### READING TEXT

# Find the number of points fixed by $T$

Let $T:\Bbb R^3\to \Bbb R^3$ be an orthogonal transformation such that $\det T=1$ and $T$ is not the identity transformation .Let $S\subset \Bbb R^3$ be the unit sphere .

Show that $T$ fixes exactly $2$ points on $S$.

My effort: In order to show that $T$ fixes two points we have to show that there exists two eigen vectors corresponding to the eigen value $1$.

Since $T$ is an orthogonal transformation on $\Bbb R^3$ all the eigen values are of unit modulus and one of them must be real.

But how can I show that $1$ will be an eigen value of $T$? I am feeling confused.

First, we need to show that $1$ is an eigenvalue of $T$. If this was not the case, then $-1$ would be an eigenvalue of $T$. There are two cases:

1. All eigenvalues are real. In this case, $-1$ is the only eigenvalue.

2. At least one eigenvalue, $\lambda$, is not real. Then $\overline{\lambda}$ is the other eigenvalue.

In any case, we'd obtain $\det T=-1$, a contradiction.

If $v$ is an eigenvector of norm $1$, then $-v$ is also an eigenvector of norm $1$. This gives us at least two fixed points.

### MATERIAL

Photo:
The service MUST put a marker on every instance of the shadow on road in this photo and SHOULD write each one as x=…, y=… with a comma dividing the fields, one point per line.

### WHAT YOU ARE ASKED TO DO
Copy everything in the thread on fixed points from "First, we need" down to "the only eigenvalue.", substituting "two possibilities" for "two cases".

### PROBLEM SOLUTION
First, we need to show that $1$ is an eigenvalue of $T$. If this was not the case, then $-1$ would be an eigenvalue of $T$. There are two possibilities:

1. All eigenvalues are real. In this case, $-1$ is the only eigenvalue.